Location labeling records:
:::

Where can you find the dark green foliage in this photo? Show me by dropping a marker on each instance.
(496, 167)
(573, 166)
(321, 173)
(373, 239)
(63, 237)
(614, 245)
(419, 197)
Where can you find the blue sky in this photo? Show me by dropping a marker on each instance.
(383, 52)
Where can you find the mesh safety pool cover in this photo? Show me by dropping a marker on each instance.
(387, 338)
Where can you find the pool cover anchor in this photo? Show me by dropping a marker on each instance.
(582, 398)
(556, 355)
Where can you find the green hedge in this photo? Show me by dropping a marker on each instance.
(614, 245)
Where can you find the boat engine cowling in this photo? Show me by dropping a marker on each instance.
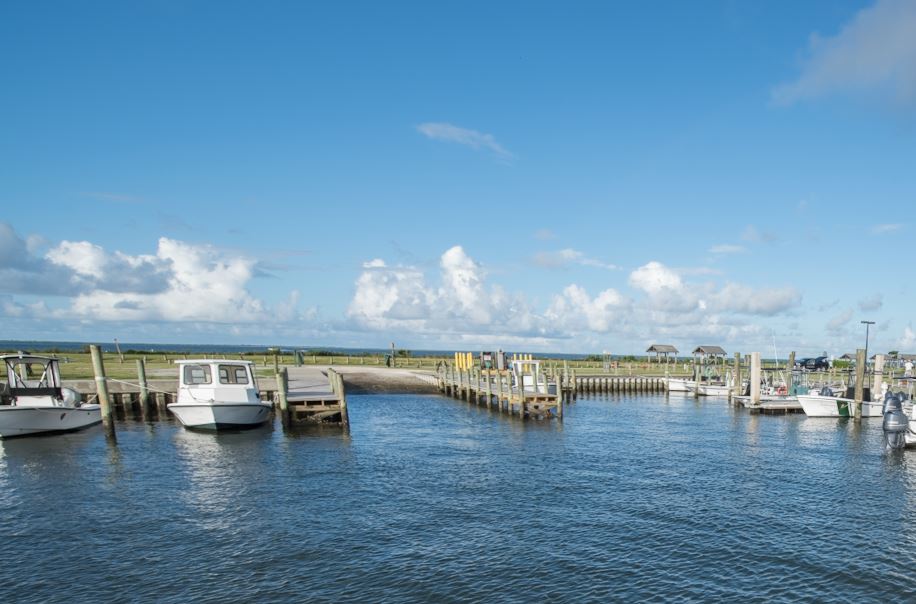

:::

◆ **Aim of the exercise**: Write out all of the location labeling records above again in full, raising every coordinate in the answers by 36. Leave the pictures out.

◆ **Full answer**:
Where can you find the dark green foliage in this photo? Show me by dropping a marker on each instance.
(532, 203)
(609, 202)
(357, 209)
(409, 275)
(99, 273)
(650, 281)
(455, 233)
Where can you find the blue sky in this photo? Show me by dropping a marker on each instance.
(419, 88)
Where can you find the mesh safety pool cover in this photo? Show me by dropping a marker on each instance.
(423, 374)
Where can you find the pool cover anchor in this photo? Show me by dropping a marker on each instance.
(618, 434)
(592, 391)
Where can you find the green hedge in this photo? Show me by dropping a marker on each instance.
(650, 281)
Where can you find the boat engine cowling in this photo? Show me by dropping a marker on each instance.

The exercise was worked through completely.